REQUIREMENT>
Among the entries below, how many lines hold "ground"? Only the number is wanted.

EXERCISE MATERIALS>
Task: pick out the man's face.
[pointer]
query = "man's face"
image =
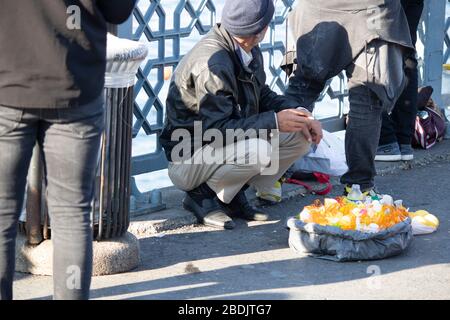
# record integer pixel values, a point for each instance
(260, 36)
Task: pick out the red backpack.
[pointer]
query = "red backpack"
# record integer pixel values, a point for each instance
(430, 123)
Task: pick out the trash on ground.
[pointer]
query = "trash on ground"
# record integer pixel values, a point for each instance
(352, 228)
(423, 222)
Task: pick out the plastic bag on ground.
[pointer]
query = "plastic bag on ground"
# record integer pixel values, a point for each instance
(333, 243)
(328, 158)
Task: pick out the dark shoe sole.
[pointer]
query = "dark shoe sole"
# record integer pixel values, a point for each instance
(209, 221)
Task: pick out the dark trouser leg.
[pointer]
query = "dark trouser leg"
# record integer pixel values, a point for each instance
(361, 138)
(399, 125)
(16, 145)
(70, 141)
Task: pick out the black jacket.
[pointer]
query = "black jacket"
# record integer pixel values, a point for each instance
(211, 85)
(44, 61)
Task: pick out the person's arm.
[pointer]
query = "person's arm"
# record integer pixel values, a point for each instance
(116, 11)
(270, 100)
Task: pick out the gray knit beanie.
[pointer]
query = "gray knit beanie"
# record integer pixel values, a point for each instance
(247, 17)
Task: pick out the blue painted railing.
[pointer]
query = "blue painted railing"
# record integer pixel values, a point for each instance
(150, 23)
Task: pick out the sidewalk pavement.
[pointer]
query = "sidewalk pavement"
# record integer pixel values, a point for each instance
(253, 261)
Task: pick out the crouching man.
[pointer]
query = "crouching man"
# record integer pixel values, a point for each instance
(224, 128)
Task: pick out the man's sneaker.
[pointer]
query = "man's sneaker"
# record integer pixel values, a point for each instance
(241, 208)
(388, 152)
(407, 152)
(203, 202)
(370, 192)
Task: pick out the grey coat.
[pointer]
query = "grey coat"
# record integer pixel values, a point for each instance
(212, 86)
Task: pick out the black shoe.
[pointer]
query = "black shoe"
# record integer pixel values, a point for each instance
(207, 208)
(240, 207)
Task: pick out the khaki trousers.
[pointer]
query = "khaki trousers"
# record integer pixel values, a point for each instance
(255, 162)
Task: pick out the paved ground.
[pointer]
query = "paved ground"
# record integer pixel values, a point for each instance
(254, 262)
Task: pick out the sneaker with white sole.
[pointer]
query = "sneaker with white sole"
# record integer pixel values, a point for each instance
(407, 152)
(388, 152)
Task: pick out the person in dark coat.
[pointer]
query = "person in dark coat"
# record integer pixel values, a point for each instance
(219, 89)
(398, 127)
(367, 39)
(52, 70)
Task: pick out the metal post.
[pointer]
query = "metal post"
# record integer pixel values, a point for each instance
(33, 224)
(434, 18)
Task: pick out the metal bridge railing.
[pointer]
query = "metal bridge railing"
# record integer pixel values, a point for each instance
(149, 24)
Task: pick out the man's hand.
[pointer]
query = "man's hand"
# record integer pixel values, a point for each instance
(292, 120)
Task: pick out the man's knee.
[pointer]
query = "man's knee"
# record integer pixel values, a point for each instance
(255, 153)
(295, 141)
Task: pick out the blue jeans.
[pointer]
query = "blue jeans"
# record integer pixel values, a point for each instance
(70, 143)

* * *

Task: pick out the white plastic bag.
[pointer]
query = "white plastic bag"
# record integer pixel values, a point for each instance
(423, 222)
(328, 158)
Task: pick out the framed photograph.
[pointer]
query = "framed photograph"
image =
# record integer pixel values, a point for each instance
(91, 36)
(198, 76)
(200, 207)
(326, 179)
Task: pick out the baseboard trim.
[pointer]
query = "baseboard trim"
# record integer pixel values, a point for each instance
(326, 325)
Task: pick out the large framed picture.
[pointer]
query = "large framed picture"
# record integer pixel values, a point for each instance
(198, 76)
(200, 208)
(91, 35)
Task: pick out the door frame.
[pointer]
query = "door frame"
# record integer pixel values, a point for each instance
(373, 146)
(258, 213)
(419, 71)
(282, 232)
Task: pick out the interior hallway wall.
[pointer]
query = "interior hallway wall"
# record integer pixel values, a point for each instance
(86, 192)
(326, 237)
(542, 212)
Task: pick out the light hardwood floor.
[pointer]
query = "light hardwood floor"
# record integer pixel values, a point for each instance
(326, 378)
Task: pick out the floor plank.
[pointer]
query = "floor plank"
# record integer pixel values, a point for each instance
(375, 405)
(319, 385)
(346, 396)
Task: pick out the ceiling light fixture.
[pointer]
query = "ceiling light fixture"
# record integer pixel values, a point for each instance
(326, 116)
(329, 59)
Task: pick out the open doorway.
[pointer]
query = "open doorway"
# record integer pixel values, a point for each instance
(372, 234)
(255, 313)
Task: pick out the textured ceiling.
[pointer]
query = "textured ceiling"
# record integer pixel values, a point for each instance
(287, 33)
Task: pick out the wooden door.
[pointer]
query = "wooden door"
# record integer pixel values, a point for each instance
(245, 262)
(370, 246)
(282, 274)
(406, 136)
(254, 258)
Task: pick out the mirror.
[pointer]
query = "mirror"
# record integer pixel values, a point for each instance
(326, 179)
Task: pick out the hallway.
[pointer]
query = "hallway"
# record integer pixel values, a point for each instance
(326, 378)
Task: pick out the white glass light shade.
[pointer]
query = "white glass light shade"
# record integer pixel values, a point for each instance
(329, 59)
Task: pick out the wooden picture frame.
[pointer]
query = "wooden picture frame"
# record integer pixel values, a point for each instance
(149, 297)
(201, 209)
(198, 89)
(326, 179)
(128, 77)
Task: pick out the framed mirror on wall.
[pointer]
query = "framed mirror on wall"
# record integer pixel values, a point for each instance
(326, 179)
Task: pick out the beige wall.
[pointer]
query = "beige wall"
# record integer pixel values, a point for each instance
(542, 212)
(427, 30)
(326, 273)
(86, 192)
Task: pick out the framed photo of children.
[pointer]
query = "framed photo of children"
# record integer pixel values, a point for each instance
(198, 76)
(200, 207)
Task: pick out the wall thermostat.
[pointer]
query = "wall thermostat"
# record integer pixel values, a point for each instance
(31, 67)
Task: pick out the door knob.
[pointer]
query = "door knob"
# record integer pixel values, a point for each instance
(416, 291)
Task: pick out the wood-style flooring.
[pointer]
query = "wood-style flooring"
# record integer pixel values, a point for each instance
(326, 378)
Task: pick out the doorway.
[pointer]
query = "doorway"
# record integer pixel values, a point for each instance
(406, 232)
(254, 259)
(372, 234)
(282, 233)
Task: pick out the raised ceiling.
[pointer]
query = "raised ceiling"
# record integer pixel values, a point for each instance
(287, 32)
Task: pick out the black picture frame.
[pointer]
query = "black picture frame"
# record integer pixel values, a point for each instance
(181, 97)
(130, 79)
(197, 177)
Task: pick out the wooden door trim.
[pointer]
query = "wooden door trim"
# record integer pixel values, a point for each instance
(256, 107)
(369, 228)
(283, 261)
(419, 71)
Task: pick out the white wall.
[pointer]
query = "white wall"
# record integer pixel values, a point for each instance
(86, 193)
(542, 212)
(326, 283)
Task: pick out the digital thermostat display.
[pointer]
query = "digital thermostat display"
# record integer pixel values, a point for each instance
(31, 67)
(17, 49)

ANSWER BOX>
6